Objective
Output the data that follows exactly, line for line.

=== Material for this exercise ===

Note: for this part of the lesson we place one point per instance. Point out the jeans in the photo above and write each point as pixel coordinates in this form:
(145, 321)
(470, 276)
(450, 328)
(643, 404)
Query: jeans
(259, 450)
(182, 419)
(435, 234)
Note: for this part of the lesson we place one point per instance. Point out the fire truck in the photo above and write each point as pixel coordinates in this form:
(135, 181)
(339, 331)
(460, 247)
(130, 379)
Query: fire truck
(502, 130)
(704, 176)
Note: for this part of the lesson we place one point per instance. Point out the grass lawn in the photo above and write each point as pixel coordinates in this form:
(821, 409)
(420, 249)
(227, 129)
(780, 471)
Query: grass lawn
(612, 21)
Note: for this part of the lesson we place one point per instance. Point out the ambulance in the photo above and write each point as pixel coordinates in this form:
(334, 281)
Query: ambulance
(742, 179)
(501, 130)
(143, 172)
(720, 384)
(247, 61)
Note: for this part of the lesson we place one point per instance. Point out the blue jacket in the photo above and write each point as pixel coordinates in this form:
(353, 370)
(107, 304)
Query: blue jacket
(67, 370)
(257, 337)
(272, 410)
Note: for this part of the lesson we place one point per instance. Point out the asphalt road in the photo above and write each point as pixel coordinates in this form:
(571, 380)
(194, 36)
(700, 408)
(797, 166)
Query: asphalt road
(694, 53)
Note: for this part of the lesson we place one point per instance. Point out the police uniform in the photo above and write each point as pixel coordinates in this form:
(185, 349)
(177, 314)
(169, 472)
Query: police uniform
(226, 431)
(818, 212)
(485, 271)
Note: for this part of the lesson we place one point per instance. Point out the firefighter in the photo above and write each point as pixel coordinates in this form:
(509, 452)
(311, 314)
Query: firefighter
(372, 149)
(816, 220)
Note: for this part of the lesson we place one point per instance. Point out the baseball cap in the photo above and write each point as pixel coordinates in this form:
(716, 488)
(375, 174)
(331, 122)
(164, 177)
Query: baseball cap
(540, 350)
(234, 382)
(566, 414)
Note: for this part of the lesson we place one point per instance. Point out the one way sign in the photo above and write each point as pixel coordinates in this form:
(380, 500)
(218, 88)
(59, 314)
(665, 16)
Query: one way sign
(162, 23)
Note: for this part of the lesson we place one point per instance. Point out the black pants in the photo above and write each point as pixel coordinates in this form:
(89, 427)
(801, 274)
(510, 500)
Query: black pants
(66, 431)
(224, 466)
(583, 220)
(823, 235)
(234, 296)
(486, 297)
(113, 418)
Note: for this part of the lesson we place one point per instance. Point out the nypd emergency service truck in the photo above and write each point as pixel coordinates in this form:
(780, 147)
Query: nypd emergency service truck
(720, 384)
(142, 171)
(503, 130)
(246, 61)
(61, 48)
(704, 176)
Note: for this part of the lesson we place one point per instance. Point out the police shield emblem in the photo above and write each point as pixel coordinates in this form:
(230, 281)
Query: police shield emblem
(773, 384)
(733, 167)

===

Finished answer
Note: for this part of the lesson we place one point per instance. Point out the jeans in the photo above and write each point as pixel coordinates in this form:
(145, 321)
(470, 276)
(450, 328)
(643, 404)
Query: jeans
(259, 450)
(182, 419)
(435, 234)
Note: for this part of the lesson we place one point per instance. Point out the fire truck in the photo above and write each point as pixel coordinates in this form:
(135, 181)
(339, 331)
(460, 247)
(130, 379)
Query: fire truck
(502, 130)
(704, 176)
Note: for this part of the lesson we place one point per instance. Point out the grass lawn in the photo above and write each point as pixel coordinates in this form:
(821, 409)
(420, 249)
(227, 129)
(780, 471)
Query: grass lawn
(612, 21)
Note: for this part of the lesson we place one point per instance. Point out the ambulance in the photo above and write each point as pixel coordinates in this form:
(334, 281)
Query: ambulance
(742, 179)
(501, 130)
(143, 172)
(720, 384)
(247, 61)
Note: for this part of the lesson we place one point per instance. Point out the blue jacket in the photo above and write each point as pixel coordinates in this form:
(353, 370)
(107, 304)
Query: blue jacket
(67, 370)
(257, 337)
(272, 410)
Note: for this part of the lesson we place one point per instance. Point out the asphalt road in the photo above and write each point as pixel coordinates in this form:
(571, 380)
(194, 36)
(700, 408)
(797, 166)
Query: asphalt road
(694, 53)
Note: for this part of the lesson we place one point per instance. Point out the police uniform in the photo above and write each point as pixel coordinates in this form:
(185, 349)
(177, 314)
(169, 472)
Query: police uniform
(226, 431)
(818, 212)
(485, 271)
Note: for this part of the lesson we place one point per instance. Point out the firefighter in the photo above and write each point as pixel coordinates in this form:
(509, 452)
(311, 314)
Query: firefighter
(372, 149)
(816, 220)
Note: for this part of the lesson we place one point per instance. Point out the baseball cap in the photo above and write each point as pixel coordinates in this form:
(716, 488)
(375, 174)
(331, 122)
(164, 177)
Query: baseball cap
(540, 350)
(234, 382)
(566, 414)
Note: for this part of the lesson we place one point per instance. Point out the one way sign in the photo above and write each point as pixel coordinates in this form:
(380, 500)
(218, 88)
(59, 314)
(665, 16)
Query: one way sign
(162, 23)
Note: for this part of the lesson we place one point per instance. Point out the black pants in the photo above and write each point as pixel coordinates in this form:
(89, 427)
(801, 274)
(510, 500)
Query: black pants
(66, 431)
(224, 466)
(583, 220)
(823, 235)
(234, 296)
(486, 297)
(113, 418)
Note: for this part of the lesson we place one point per instance. Point out the nypd emergency service truck in the photo above and write each point as pixel coordinates in this form:
(780, 147)
Query: nypd emergency service truck
(720, 384)
(142, 171)
(503, 130)
(246, 61)
(61, 48)
(704, 176)
Note: for this part of the lesson we place one point per instance. Point out the police shield emblem in the photo above and write each point as pixel coordinates in this form:
(230, 281)
Query: police shield emblem
(773, 384)
(733, 167)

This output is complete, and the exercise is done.